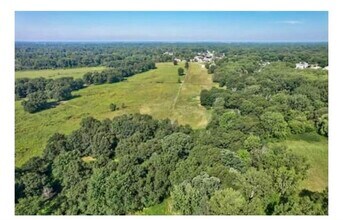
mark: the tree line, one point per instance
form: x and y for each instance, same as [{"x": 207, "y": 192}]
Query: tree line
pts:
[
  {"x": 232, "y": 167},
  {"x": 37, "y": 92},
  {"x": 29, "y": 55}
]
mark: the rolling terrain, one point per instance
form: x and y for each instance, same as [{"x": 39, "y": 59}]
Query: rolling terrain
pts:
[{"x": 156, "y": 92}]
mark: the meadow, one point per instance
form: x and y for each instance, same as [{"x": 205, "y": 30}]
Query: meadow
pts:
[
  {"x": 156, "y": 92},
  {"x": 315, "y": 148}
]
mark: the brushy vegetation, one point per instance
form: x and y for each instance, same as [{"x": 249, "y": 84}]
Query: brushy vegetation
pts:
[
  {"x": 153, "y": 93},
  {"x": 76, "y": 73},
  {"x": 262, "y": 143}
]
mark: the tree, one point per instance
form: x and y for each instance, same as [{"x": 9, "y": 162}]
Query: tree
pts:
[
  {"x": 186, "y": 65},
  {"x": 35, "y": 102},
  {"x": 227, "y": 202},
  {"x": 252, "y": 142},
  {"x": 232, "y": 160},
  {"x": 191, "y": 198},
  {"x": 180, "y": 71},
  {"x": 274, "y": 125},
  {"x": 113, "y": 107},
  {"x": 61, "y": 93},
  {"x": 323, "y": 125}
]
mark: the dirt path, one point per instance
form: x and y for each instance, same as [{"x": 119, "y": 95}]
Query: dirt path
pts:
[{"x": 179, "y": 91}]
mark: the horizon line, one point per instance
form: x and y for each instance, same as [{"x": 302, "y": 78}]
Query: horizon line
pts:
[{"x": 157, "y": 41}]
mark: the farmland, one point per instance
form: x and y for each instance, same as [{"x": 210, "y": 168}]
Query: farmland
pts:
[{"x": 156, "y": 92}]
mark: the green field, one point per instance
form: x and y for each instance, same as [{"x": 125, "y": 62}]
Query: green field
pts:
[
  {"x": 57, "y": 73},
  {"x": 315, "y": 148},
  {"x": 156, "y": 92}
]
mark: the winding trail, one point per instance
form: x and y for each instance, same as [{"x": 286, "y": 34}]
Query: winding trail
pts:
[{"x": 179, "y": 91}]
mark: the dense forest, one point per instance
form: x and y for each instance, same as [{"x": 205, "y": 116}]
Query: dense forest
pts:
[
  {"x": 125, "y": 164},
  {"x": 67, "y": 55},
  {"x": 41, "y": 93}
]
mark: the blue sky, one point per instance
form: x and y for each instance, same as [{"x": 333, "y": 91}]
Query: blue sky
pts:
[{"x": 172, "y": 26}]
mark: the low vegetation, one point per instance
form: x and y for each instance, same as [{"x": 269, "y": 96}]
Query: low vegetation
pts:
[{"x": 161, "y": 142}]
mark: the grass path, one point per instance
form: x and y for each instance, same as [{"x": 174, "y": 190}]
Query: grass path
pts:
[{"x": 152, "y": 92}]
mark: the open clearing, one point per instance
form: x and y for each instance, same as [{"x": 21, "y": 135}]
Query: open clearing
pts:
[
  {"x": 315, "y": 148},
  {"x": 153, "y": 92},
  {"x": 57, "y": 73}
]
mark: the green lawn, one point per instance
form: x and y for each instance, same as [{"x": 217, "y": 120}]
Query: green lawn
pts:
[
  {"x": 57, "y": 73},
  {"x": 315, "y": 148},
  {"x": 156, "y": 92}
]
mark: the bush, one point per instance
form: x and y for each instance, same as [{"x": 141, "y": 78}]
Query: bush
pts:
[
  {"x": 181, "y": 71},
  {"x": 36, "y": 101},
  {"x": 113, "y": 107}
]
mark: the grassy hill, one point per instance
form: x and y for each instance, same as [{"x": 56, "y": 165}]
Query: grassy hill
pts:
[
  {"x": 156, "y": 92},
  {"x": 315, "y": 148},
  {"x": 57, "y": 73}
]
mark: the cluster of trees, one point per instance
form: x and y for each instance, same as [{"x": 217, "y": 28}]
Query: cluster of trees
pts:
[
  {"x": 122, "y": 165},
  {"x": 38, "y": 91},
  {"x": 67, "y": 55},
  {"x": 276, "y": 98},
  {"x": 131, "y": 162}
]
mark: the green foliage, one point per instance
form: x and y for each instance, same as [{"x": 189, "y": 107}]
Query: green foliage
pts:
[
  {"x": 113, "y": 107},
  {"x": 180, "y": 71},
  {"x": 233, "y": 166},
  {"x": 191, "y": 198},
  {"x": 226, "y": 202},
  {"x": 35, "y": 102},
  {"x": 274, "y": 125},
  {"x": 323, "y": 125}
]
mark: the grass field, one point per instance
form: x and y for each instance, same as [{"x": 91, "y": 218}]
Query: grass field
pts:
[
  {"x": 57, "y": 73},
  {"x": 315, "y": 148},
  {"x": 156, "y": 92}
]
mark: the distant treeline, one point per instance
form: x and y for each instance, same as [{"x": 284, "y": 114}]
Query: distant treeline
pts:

TASK PROMPT - Reproduce, word for word, the stretch of the items above from the line containing "mark: the grass field, one point per instance" through the last line of the items.

ANSWER TO THE PROBLEM -
mark: the grass field, one point per instance
form: x and y for each instance, same as [{"x": 91, "y": 218}]
Query: grass field
pts:
[
  {"x": 57, "y": 73},
  {"x": 315, "y": 148},
  {"x": 156, "y": 92}
]
mark: the distant treeline, one point per instance
form: x and y for each instance, same as [{"x": 284, "y": 114}]
Query: distant treeline
pts:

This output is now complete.